EXERCISE REQUIREMENTS:
Nothing in the data should be altered when it is repeated in full.

Data records:
+ + + + + + +

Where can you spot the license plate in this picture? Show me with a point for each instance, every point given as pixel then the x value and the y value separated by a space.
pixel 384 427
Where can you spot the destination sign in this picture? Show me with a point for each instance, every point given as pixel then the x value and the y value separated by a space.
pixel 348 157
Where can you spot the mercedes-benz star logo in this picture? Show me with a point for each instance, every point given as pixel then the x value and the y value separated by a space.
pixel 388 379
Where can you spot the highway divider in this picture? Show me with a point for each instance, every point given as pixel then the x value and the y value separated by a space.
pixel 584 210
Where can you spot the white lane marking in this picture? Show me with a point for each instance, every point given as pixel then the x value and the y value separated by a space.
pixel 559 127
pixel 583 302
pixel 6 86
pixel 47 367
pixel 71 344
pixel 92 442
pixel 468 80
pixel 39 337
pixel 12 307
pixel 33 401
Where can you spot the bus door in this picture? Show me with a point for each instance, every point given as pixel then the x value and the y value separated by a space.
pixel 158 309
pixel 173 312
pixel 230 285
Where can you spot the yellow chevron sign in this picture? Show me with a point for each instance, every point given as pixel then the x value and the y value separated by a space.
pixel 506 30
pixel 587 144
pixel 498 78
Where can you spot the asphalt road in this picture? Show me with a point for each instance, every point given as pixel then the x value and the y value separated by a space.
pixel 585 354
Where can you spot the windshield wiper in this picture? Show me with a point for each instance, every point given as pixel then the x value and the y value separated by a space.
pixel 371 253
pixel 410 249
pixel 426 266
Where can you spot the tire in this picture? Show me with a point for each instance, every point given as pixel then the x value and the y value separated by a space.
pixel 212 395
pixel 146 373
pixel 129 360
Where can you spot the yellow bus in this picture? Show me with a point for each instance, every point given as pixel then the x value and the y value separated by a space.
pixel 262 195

+ + + + + + +

RESULT:
Where can you spot the license plate in this picture? Show me with a point for each instance, every point given as pixel then the x value and the y value separated by a space.
pixel 384 427
Where can you spot the destination sign in this picture? Show me with a point for each instance, every point given as pixel then the x value and the y value separated by a space.
pixel 348 157
Where can you spot the mercedes-benz star logo in this picture? Show me with a point for each instance, every point given as pixel then the x value and the y value separated by a space.
pixel 388 379
Where can you spot the highway divider in this picture? Show me with a point for each instance, every point given as pixel then the x value and the y value separated by a space.
pixel 584 210
Where can you spot the white lane marking in this picture? Show me with a point for each instance, every point given as pixel then the x value and the y value separated by a space.
pixel 559 127
pixel 583 302
pixel 6 86
pixel 47 367
pixel 71 344
pixel 92 442
pixel 468 80
pixel 39 337
pixel 12 307
pixel 33 401
Where can you spot the bus door in this picture? Show me with a point for each instance, every point given as pixel then the x value and the y value separated by a space.
pixel 158 309
pixel 173 312
pixel 230 285
Where can you spot the yellow chevron sign in this picture? Show me with a point for each instance, every point given as pixel then the x value and the y value separated by a space.
pixel 506 30
pixel 587 144
pixel 498 78
Where can you spot the asphalt road in this picture? Show me with a point for each instance, every point given as pixel then the x value and the y value separated by a space.
pixel 585 354
Where can you spot the windshield wiper in this picture? Show me with a point for each instance, every point given as pixel then the x value and the y value separated by a space.
pixel 371 253
pixel 410 249
pixel 426 266
Where can you spot the tire in this picture? Show me with a point for each instance, every point given as pixel then the x value and the y value separated by a space.
pixel 212 395
pixel 146 373
pixel 129 360
Where can you spot the yellow bus in this picture? Show me with a point for each instance, every point given as pixel then the x value and the y value separated by a space.
pixel 262 195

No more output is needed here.